EXERCISE: Give every line below again, exactly.

DATA FOR PROCESSING:

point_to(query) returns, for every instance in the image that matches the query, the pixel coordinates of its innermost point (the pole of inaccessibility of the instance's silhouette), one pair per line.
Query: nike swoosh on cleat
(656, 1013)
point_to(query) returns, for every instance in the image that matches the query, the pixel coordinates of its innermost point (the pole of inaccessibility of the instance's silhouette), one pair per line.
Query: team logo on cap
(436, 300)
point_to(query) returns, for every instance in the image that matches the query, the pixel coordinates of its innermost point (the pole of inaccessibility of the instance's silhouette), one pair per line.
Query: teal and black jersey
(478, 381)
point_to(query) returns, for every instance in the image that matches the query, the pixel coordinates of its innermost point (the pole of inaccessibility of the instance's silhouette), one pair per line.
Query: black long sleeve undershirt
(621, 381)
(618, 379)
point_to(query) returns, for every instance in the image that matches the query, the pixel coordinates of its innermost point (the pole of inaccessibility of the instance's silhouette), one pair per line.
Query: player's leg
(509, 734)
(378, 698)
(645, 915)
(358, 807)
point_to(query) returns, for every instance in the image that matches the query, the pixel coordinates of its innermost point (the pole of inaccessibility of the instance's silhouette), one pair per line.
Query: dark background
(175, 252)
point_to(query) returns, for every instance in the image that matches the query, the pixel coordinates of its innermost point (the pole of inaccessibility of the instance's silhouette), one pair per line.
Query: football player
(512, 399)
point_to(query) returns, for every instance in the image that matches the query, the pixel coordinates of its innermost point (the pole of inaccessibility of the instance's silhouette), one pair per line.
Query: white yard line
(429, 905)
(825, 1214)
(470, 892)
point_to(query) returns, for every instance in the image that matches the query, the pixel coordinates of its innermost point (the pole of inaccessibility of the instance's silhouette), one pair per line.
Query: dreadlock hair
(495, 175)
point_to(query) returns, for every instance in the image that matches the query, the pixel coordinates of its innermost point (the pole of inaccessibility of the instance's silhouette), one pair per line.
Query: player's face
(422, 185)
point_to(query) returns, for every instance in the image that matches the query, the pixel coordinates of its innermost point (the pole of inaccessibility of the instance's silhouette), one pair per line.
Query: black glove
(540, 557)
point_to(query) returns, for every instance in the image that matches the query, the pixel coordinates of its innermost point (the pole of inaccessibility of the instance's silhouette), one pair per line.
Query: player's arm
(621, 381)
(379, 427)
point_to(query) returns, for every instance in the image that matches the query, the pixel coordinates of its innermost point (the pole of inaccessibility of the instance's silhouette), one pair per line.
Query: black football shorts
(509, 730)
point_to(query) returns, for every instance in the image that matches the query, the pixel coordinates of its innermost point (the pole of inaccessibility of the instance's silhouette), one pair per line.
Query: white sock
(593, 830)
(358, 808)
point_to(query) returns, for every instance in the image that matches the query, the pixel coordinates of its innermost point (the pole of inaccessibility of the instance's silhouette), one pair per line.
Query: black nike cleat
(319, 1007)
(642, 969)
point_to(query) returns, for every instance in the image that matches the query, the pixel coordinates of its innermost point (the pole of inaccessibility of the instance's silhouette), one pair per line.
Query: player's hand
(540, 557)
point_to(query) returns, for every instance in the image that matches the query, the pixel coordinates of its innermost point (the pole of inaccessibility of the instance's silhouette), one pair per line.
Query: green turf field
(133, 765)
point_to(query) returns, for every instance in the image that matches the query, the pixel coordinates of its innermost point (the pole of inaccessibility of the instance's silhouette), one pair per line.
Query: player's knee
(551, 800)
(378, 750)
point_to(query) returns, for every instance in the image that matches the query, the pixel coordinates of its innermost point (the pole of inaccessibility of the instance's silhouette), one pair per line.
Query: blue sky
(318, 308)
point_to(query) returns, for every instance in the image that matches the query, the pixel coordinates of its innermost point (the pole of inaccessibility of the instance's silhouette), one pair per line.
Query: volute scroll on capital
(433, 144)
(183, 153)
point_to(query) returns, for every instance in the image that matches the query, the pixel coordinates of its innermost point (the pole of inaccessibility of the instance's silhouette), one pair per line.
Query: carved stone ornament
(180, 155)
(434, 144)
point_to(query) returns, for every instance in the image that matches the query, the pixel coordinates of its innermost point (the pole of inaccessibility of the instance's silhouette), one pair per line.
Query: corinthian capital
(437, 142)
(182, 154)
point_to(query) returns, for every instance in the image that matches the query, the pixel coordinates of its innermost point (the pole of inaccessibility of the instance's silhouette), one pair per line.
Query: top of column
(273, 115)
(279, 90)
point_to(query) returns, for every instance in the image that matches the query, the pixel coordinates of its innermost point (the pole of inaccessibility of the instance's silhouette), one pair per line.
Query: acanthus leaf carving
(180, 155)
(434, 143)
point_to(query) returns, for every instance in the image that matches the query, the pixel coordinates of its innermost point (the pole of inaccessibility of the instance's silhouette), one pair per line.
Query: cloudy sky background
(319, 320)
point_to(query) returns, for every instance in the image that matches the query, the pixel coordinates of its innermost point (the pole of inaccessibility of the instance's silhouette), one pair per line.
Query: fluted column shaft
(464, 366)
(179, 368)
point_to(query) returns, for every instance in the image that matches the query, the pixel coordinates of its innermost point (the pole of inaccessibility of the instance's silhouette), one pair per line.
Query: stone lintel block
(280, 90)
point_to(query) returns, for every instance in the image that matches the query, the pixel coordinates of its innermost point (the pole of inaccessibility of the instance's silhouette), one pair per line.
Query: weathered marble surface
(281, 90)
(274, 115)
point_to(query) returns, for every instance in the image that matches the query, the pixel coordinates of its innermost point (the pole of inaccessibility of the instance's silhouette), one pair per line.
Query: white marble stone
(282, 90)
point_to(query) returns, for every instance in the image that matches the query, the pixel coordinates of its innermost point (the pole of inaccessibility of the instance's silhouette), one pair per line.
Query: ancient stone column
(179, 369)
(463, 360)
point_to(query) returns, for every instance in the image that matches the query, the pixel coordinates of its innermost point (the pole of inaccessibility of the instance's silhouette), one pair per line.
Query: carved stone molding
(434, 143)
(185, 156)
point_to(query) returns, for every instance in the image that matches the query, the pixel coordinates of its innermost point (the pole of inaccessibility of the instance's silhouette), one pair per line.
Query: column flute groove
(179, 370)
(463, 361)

ANSWER FOR THE TASK:
point_to(query) returns, for every instance in the image that matches the query, the pixel coordinates of its innermost point (the pole of inaccessibility of the instance's silhouette), one pair per line.
Query: nike swoosh on cleat
(656, 1013)
point_to(query) returns, for every instance in the image that matches the query, the pixel coordinates of its innermost point (the pole of inaccessibility of the instance's silhouette), one pair per line.
Query: team logo on cap
(436, 300)
point_to(query) returns, for every instance in the image that matches the query, the pixel coordinates of its innermost point (the pole of inaccessibility of the instance's silhouette), one pair per line.
Query: teal and black jersey
(478, 381)
point_to(query) returns, for every instance in the image that matches the query, the pixel coordinates of its innermost point (the pole of inaccessibility of the instance's silhouette), one pair per line.
Query: black long sleeve undershirt
(621, 381)
(618, 379)
point_to(query) returns, for every instance in the image that matches the query, the pixel coordinates of its innermost point (the pole of inaccessibility of the instance's silhouette), one pair per line.
Query: player's leg
(509, 734)
(378, 698)
(645, 915)
(358, 807)
point_to(query) returns, for every instance in the image that matches the query, the pixel coordinates of its innermost point (the pole of inaccessibility of the instance's silhouette), one pair per line.
Query: dark background
(175, 252)
point_to(query) returns, for every instance in the image that matches the query, the pixel coordinates of its innermost point (the pole of inaccessibility of the instance's silhouette), one pair per line.
Query: football player
(512, 399)
point_to(query) returns, for every instance in the image that matches the query, the pixel coordinates of its innermost point (the pole of inaccessibility of the instance's silhouette), one pair per line.
Query: white yard line
(429, 905)
(825, 1214)
(470, 892)
point_to(query) returns, for every instance in the image that matches the query, the pixel coordinates of its innermost point (the pole of inaccessibility of the instance's silhouette), one pair per line.
Query: dreadlock hair
(495, 175)
point_to(query) returns, for every instance in the image that matches the query, the pixel coordinates of its innermost point (the pole of inaccessibility of the instance's silhouette), one pair per line.
Query: player's face
(422, 185)
point_to(query) returns, for every instance in the image that matches the query, the pixel coordinates of its innermost point (the pole of inaccessibility of the instance's silhouette), one pair per line.
Query: black glove
(540, 557)
point_to(query) returns, for every instance in the image that matches the query, the pixel coordinates of its innermost point (the pole of inaccessibility of the instance's silhouette), one pair per line.
Query: player's arm
(621, 381)
(379, 427)
point_to(query) returns, for every instance in the image that matches the query, the pixel coordinates of its innermost point (the pole of inaccessibility of the instance's silhouette), one pair per line.
Query: black football shorts
(509, 730)
point_to(query) returns, for every instance in the image that matches the query, the pixel coordinates of its innermost point (the pole of inaccessibility of the instance's silhouette), one pair per line.
Query: white sock
(593, 830)
(358, 808)
point_to(query) returns, for every instance in the image that matches the query, the pixel coordinates of its innermost point (the pole of inaccessibility of the instance's silhouette), one pair per line.
Query: black nike cleat
(319, 1007)
(642, 969)
point_to(query) returns, for every instance in the image that matches the query, the pixel coordinates of its innermost point (the pole of inaccessibility of the instance's silhouette), one pair per line.
Query: player's hand
(540, 557)
point_to(query) returns, for every instance in the image that matches the query, the pixel coordinates of its innermost point (the pole of inaccessibility of the instance's silhouette), one pair per line.
Query: green turf field
(133, 765)
point_to(query) returns, for every instance in the image that matches the query, the pixel coordinates of its innermost point (the pole of inaccessibility of the instance's silhouette), one pair per line.
Query: player's knee
(551, 800)
(378, 750)
point_to(query) returns, for every instance in the image that matches the query, the pixel coordinates of its innermost point (the pole of inaccessibility of the instance's silhouette), one pair per line.
Query: blue sky
(318, 308)
point_to(query) returns, for every instance in the image that matches the query, the pixel coordinates of its innermost point (the pole of inaccessibility of the instance's silhouette), one pair per line.
Query: volute scroll on capital
(433, 144)
(183, 153)
point_to(query) returns, for every instance in the image that matches the query, the pixel coordinates of its innermost point (the pole of inaccessibility of the instance's silhouette), one pair per line.
Query: carved stone ornament
(180, 155)
(434, 144)
point_to(query) returns, for every instance in the image that matches the query, the pixel coordinates of its innermost point (the pole of inaccessibility of the instance's silhouette), one pair per line.
Query: corinthian capital
(437, 142)
(182, 154)
point_to(query) returns, for every instance in the image that matches the query, the pixel coordinates of its innermost point (the pole of inaccessibility of the instance's silhouette), one pair per line.
Query: top of column
(273, 115)
(279, 90)
point_to(query) returns, for every instance in the image that matches the query, the pixel coordinates of its innermost point (the pole of inaccessibility of the instance's silhouette), one pair per line.
Query: acanthus leaf carving
(180, 155)
(434, 143)
point_to(query) returns, for every instance in the image that matches the query, the pixel coordinates of its innermost point (the pole of inaccessibility of the instance's silhouette), one pair per line.
Query: cloudy sky background
(319, 320)
point_to(query) returns, for every instance in the image that matches the query, the pixel coordinates of its innermost point (the pole of inaccessibility of the instance's silhouette), one pair per line.
Query: fluted column shaft
(464, 366)
(179, 368)
point_to(query) returns, for every instance in the image that matches the query, the pixel coordinates of its innermost point (the pole of inaccessibility of the instance's silhouette), one pair per line.
Query: stone lintel block
(280, 90)
point_to(query) returns, for every instance in the image that matches the query, the pixel coordinates of its innermost point (the pole of inaccessibility of the instance's silhouette), one pair per line.
Query: weathered marble surface
(281, 90)
(274, 115)
point_to(query) returns, for every instance in the image that matches the query, the pixel coordinates of its innermost point (the pole of inaccessibility of the instance's silhouette), one pair per line.
Query: white marble stone
(282, 90)
point_to(query) returns, for every instance in the image that matches the query, the pixel coordinates of its innermost point (the pole of inaccessibility of the instance's silhouette), one pair per line.
Query: ancient stone column
(179, 369)
(463, 360)
point_to(query) returns, for every instance in the image that matches the query, the pixel coordinates of its innermost point (the pole of inaccessibility of the instance's silhouette), one pair per line.
Query: carved stone molding
(434, 143)
(185, 156)
point_to(query) returns, for every instance in the image that matches the query, the pixel coordinates of its innermost point (the pole of inaccessibility of the instance's silhouette), one pair per line.
Query: column flute groove
(179, 370)
(463, 361)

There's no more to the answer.